● **WORK TASK 1**
Can you reproduce the right-to-farm article starting at the words "How the Right" and stopping after "dehumanizing every time.", with "manure" replaced by "animal waste"?
● **WORK TASK 2**
How would the article on hog-waste spraying in rural America go on after its last sentence? Write the next part.

● **SOURCE DOCUMENT**
Segment Open

How the Right to Farm Became the Right to Harm
In the forthcoming film, Right to Harm, North Carolina resident and activist Elsie Herring describes the hog operation that has been spraying manure onto her family’s ancestral land since 1986. The hogs, housed in two huge barns, produce millions of gallons of fecal waste every year, which is stored in open ponds and sprayed onto farm fields so the ponds don’t overflow. Herring vividly remembers the first time the manure was sprayed; the sound of the sprayer, the stench, and the horror as the family realized what was happening. The spraying is now a regular occurrence, but it is no less dehumanizing every time.
“Where do you go in this world,” Herring wonders in the film, “Where people blow animal waste on another person?”
The answer, well-known to Herring and rural community residents across the country, is: nearly anywhere in rural America.

Segment Closed

● **RECORDS PROVIDED**
Segment Open

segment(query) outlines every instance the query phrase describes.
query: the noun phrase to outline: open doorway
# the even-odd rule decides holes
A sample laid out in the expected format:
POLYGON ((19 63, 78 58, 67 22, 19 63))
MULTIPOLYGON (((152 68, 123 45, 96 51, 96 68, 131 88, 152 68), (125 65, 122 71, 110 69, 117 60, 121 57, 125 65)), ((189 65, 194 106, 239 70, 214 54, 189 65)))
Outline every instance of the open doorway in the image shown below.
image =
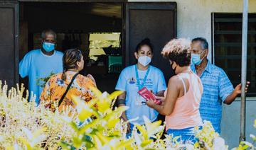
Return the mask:
POLYGON ((111 93, 124 67, 122 9, 122 3, 21 2, 19 60, 41 47, 41 33, 50 28, 56 50, 79 47, 85 58, 80 74, 91 74, 100 90, 111 93))

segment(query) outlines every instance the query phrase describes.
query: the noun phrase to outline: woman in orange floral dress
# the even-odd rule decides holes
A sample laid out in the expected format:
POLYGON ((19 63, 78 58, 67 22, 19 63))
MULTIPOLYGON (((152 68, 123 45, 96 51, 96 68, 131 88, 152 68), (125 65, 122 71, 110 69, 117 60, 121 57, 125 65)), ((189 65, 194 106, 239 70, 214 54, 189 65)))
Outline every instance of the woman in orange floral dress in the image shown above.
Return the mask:
MULTIPOLYGON (((83 69, 84 60, 81 51, 70 49, 65 51, 63 55, 63 72, 50 76, 41 94, 40 100, 45 100, 44 105, 53 111, 55 108, 54 103, 58 103, 67 89, 73 77, 83 69)), ((92 93, 90 88, 96 87, 95 81, 91 75, 84 76, 78 74, 65 95, 63 100, 58 107, 58 110, 65 110, 67 106, 75 108, 72 100, 72 96, 89 101, 92 98, 92 93)))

Segment Closed

● **EXERCISE RESULT 1**
How the Right to Farm Became the Right to Harm
In the forthcoming film, Right to Harm, North Carolina resident and activist Elsie Herring describes the hog operation that has been spraying animal waste onto her family’s ancestral land since 1986. The hogs, housed in two huge barns, produce millions of gallons of fecal waste every year, which is stored in open ponds and sprayed onto farm fields so the ponds don’t overflow. Herring vividly remembers the first time the animal waste was sprayed; the sound of the sprayer, the stench, and the horror as the family realized what was happening. The spraying is now a regular occurrence, but it is no less dehumanizing every time.

● **EXERCISE RESULT 2**
The Right to Harm
In the 1970s, city residents moving to the country looking for a quieter life were often surprised by the sounds, smells and sights of the farms in their new communities. Some of them sued these operations on the grounds of being a nuisance, and some farmers went out of business defending themselves from the lawsuits. As increasing numbers moved out of the city and suburban sprawl encroached onto agricultural land, state governments wanting to formally recognize the importance of agriculture to the economy and community passed laws guaranteeing the “right to farm.” By 1992, every state had a right to farm law. Though the laws varied widely in specifics, their overall goal was to protect farmers from so-called “nuisance lawsuits” brought by new neighbors.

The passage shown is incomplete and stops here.